**Yang Perlu Dikerjakan**
1: Jawab pertanyaan berikut berdasarkan teks tentang larangan riba di bawah.
(a) Apa sebutan untuk manusia yang sempurna?
(b) Sistem dan peraturan Islam mencakup bidang apa saja?
(c) Di bidang apa praktek riba diharamkan?
2: Saring data di bawah dan salin setiap baris yang memuat kata "green".

Lompat ke konten Lompat ke sidebar Lompat ke footer

Widget Atas Posting

Hikmah Larangan Riba Suatu Tinjauan Pendidikan Islam


BAB I
P E N D A H U L U A N


A.    Latar Belakang Masalah
Islam merupakan agama yang mempunyai sistem hidup yang lengkap dalam semua kegiatan dan tidak melepaskan diri dari peraturan-peraturannya itu. Islam adalah agama yang menuntun pemeluknya kepada kebahagiaan, baik hidup didunia maupun hidup di akhirat kelak. Dalam syari’at Islam dianjurkan kepada setiap pemeluknya untuk berusaha menuju terbentuknya manusia yang sempurna atau insan kamil. Di samping itu, Islam juga menghendaki, agar setiap pikiran, perkataan maupun perbuatan itu tidak boleh menyimpang dari apa yang telah dituntut oleh Nabi Muhammad untuk mencapai kebahagiaan sebagai tujuan tersebut, Islam menetapkan aturan-aturan untuk umat manusia sesuai dengan fitrah manusia itu sendiri.
Sistem dan peraturan-peraturan yang dimaksud adalah mencakup bidang aqidah, ibadah, muamalah, munakahat, jinayah, dan faraidh. Di antara bidang yang penulis maksudkan adalah bidang muamalah yang mana dalam Islam diharamkan adanya praktek riba di dalam masyarakat.  Sesuatu yang dilarang oleh syari’at pasti mengandung akibat yang negatif bagi pelakunya, bahkan bagi orang lain. Seandainya pun ada manfaatnya, tentu bahayanya lebih besar dari pada manfaatnya, maka sewajarnyalah umat Islam menjauhi segala bentuk praktek riba.

**Data Latihan**
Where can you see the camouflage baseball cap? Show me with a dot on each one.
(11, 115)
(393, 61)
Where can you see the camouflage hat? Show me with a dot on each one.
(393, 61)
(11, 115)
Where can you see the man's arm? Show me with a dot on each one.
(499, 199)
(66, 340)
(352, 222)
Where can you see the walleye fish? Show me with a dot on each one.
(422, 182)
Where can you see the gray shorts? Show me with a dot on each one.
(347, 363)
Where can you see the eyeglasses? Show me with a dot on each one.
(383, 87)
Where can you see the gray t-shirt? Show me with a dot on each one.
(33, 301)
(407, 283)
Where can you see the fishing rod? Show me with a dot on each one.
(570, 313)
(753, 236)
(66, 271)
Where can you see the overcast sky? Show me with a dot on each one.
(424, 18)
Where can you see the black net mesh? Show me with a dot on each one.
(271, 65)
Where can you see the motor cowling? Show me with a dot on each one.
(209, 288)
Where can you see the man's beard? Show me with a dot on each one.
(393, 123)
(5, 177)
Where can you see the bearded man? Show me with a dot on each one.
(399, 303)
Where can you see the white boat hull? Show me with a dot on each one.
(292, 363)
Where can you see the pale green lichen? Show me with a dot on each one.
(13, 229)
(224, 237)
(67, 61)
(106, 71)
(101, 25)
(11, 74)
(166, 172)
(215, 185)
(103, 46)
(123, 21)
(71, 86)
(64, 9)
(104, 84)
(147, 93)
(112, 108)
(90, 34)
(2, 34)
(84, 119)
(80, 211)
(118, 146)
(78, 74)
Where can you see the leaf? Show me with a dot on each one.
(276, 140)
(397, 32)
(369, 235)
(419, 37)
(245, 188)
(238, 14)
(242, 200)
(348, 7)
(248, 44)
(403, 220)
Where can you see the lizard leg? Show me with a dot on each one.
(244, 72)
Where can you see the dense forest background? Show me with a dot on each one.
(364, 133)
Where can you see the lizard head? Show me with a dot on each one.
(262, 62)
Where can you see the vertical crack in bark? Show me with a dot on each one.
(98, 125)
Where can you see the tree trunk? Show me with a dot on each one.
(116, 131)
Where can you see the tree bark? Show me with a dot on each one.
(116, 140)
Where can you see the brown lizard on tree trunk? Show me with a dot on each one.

...

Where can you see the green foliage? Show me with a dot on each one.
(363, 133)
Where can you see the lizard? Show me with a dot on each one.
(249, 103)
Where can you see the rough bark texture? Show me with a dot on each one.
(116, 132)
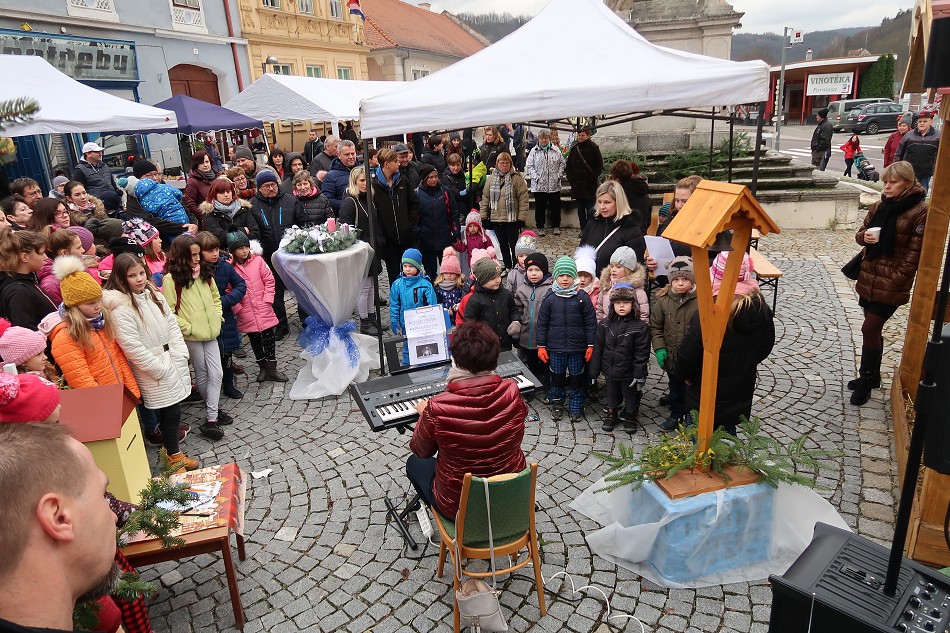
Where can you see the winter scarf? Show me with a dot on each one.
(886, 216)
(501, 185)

**Jawaban yang Diharapkan**
1:
(a) Insan kamil.
(b) Aqidah, ibadah, muamalah, munakahat, jinayah, dan faraidh.
(c) Bidang muamalah.

2:
Where can you see the pale green lichen? Show me with a dot on each one.
Where can you see the green foliage? Show me with a dot on each one.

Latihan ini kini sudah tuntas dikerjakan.